For example, the chiller in an MRI scanner can provide data about the historical operation temperatures of the imaging device, which could directly affect the remaining useful life of its parts. In addition, a large variety of other types of signals, such as vibrations, pressures, fluid levels, and electrical voltages, as well as environmental parameters and device performance metrics can be collected to build an up-to-date virtual representation of a medical device.
MathWorks
Figure 2
Medical devices are often safety-critical, and their failure could put patient lives at risk. Therefore, health monitoring and maintenance of the device are crucial. Typically, the maintenance of a medical device is conducted either reactively or preventatively. In reactive maintenance the repair work is conducted only when the failure happens, which increases device downtime and might cause safety risks to a patient. In preventative maintenance the parts are changed proactively before the failure, when they still might have useful service life left. This approach is safer to the patient but increases costs due to more frequent maintenance. A digital twin combining the historical data of the device operation with machine learning models can be used to investigate the cause patterns that lead to failures before they arise. Also known as predictive maintenance, this approach maximises the service life of device parts without compromising patient safety. Thus, a digital twin allows efficient and safe life-cycle management of a medical device.

**ENTRIES PROVIDED**
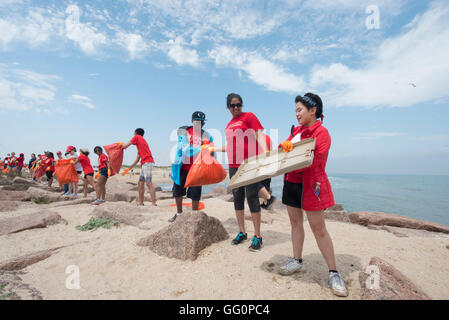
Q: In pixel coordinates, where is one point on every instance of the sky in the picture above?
(87, 73)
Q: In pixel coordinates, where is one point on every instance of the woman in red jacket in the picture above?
(309, 190)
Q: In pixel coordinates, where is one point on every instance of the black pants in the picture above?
(252, 195)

**WHAT YOU NEED TO DO**
Resume the passage on digital twins of medical devices, carrying it on from its last sentence.

**ANSWER TO THIS EXERCISE**
Part 3: Digital twin of a hospital
On a larger scale, digital twins can be used to simulate entire medical facilities and reproduce their dynamic operations, improve safety, and optimise daily operations. Simulations of radiology departments, intensive care units, operating rooms and patient waiting areas can show the digital schematic of their floor designs, equipment locations, and logistics. A digital medical facility could also include operational data from hospital information systems such as staff schedules, administrative tasks, and financial transactions. If all these data were combined in a virtual representation, the optimisation of their operations could be achieved in a matter of days or weeks rather than after years of trial and error as in a physical environment.
Mathworks
Figure 3
Virtual replicas of medical facilities could be used to increase equipment utilisation rates and therefore their medical examination and operation capabilities. For instance, by visualising the logistics of patient arrival all the way to finishing the examination and departure, the processes causing the biggest delays could be identified and optimised for faster patient turnaround times. This would result in shorter patient waiting durations and have a positive impact on customer and staff experience. Similarly, the staff schedules could be optimised according to the demand in clinical services. If the A&E department sees the highest demand for emergency care at certain times during the week, the personnel resources could be dynamically adjusted to better account for the demand. A digital twin of a hospital would allow smarter resource allocation and increased operational flexibility without compromising clinical safety. All these aspects together contribute towards more patient-focused medical care and data-driven decision making.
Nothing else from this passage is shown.